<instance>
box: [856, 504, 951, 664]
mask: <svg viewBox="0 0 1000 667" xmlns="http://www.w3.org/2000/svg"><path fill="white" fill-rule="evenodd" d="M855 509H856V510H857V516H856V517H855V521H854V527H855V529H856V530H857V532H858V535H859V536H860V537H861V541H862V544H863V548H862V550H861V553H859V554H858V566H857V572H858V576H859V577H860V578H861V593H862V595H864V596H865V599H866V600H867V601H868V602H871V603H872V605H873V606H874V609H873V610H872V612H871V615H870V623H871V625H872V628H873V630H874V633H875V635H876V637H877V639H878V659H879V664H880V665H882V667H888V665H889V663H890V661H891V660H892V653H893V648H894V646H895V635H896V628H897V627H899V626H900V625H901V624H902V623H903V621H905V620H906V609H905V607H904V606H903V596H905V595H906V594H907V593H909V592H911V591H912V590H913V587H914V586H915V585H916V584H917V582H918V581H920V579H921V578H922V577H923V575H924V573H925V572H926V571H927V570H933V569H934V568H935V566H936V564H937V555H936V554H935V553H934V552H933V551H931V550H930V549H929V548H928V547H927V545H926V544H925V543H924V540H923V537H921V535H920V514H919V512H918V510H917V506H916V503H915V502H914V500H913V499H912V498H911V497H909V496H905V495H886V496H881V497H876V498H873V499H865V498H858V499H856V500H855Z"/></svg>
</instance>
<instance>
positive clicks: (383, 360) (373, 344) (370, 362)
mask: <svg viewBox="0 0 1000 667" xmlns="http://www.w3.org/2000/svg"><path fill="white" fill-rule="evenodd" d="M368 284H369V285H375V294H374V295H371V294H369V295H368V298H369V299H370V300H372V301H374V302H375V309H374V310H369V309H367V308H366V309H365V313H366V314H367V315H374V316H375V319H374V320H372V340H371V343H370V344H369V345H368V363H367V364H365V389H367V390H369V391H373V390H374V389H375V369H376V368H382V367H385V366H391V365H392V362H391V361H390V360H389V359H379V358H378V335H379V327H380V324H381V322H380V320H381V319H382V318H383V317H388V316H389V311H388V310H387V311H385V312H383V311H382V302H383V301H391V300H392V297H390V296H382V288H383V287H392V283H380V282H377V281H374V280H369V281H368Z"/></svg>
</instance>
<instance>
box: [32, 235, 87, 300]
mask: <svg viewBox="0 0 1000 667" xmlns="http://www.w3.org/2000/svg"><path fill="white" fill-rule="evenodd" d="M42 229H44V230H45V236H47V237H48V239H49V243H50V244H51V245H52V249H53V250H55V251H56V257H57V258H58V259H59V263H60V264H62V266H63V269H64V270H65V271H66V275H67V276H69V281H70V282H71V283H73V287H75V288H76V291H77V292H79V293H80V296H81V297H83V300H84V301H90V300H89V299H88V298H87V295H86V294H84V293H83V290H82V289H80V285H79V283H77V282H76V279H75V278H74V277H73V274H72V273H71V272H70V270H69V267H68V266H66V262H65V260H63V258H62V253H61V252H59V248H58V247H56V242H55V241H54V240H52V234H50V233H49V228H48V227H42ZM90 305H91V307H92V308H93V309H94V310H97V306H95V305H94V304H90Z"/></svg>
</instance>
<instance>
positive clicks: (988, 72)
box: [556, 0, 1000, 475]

# # #

- [TASK BRIEF] Would you show every line in the data above that contains the string "positive"?

- [SOLUTION FOR THIS TASK]
positive clicks: (383, 360) (373, 344) (370, 362)
positive clicks: (988, 72)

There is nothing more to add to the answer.